**EXERCISE GOAL:**
Answer with one number only: the count of lines below that hold the word "command".

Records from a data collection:
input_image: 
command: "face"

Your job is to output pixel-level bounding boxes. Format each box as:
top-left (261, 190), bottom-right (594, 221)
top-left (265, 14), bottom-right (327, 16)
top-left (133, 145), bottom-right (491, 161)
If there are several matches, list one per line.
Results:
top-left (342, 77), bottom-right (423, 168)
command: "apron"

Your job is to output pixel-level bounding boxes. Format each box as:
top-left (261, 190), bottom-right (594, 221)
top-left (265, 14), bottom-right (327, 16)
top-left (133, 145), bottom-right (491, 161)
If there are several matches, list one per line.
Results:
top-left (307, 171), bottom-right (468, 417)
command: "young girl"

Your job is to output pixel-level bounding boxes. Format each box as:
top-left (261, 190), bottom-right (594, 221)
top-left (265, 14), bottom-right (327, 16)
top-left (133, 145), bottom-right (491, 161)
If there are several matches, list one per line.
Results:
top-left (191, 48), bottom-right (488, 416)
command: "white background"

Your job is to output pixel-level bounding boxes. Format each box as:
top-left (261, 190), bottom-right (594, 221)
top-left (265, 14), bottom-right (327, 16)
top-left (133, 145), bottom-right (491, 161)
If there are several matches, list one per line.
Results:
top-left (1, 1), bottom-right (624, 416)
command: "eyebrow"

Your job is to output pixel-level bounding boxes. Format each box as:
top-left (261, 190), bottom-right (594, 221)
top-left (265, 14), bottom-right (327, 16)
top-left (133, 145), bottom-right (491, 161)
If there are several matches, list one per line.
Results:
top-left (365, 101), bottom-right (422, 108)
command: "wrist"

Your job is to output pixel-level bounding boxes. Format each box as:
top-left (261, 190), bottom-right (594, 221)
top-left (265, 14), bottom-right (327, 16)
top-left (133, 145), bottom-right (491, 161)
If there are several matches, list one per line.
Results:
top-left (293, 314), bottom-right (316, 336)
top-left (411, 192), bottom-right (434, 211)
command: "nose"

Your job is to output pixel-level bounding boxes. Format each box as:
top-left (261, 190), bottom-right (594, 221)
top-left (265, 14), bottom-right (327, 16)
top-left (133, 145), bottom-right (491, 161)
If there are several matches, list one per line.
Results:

**ANSWER TO THIS EXERCISE:**
7